PROBLEMS TO WORK ON:
**A.** Decide whether each statement below agrees with the tectonics excerpt. For each, answer yes or no and quote the words of the excerpt that settle it.
(i) The size of the continents is regulated by the size of the convection cells.
(ii) Squeezing plates together would lead to an explosion of the Americas.
(iii) The Atlantic would keep spreading no matter how much back pressure the Pacific provided.
**B.** Rewrite the tectonics excerpt between "The Atlantic would" and "the convection cells.", inclusive, with "convection cells" changed to "convection currents" throughout.

If we look at Jupiter and Saturn, then we see that it is the other way around. We have tidal forces on some of their moons. If we reverse their size ratio, i.e., create a celestial body that can generate tidal forces on the Earth's plates, then we have a bigger problem than tectonics.

 

[Baluncore]

I agree that the spreading of the ocean floor pushes the continental fragments, but before that the fragments had already separated from one another. For example, the current expansion of the Atlantic Ocean is exerting pressure on the Pacific Ocean, which is potentially very dangerous for the future activation of the Ring of Fire.

The Atlantic would stop spreading if the Pacific provided excessive back pressure. There would not be an explosion of the Americas, the process is self limiting. If you squeeze plates together, material will emerge sideways.

A sufficiently large agglomeration of continental plate, must sometime straddle a rising zone between two convection cells, that will partition the continental block with a sea forming, that may develop into an ocean spreading centre. The size of the continents is regulated by the size of the convection cells.

DATA EXTRACTS:
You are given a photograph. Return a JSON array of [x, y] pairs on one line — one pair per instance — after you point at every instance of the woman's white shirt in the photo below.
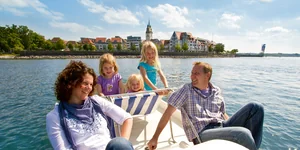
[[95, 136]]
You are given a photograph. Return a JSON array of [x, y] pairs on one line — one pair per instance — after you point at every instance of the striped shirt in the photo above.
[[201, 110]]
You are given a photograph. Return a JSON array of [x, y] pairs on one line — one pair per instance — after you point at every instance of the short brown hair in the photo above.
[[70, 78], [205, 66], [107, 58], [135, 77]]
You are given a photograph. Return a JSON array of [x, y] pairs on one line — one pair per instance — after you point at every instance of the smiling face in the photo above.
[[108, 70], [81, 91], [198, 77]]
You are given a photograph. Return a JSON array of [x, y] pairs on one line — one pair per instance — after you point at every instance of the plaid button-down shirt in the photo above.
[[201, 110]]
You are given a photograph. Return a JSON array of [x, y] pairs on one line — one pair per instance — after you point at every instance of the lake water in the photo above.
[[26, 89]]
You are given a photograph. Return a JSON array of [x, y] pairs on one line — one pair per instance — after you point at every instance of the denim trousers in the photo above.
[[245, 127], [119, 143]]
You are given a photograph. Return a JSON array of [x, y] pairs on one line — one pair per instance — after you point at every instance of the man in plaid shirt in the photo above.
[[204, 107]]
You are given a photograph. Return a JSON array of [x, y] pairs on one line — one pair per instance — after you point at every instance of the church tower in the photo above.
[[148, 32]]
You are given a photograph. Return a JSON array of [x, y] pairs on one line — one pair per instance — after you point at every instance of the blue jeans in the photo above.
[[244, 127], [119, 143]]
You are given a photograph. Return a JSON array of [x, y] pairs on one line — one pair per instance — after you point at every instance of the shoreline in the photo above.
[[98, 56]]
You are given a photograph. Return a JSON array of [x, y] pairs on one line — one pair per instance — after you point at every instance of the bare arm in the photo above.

LIST OF ANSWERS:
**A.**
(i) Yes: "The size of the continents is regulated by the size of the convection cells."
(ii) No: "There would not be an explosion of the Americas, the process is self limiting."
(iii) No: "The Atlantic would stop spreading if the Pacific provided excessive back pressure."

**B.**
The Atlantic would stop spreading if the Pacific provided excessive back pressure. There would not be an explosion of the Americas, the process is self limiting. If you squeeze plates together, material will emerge sideways.

A sufficiently large agglomeration of continental plate, must sometime straddle a rising zone between two convection currents, that will partition the continental block with a sea forming, that may develop into an ocean spreading centre. The size of the continents is regulated by the size of the convection currents.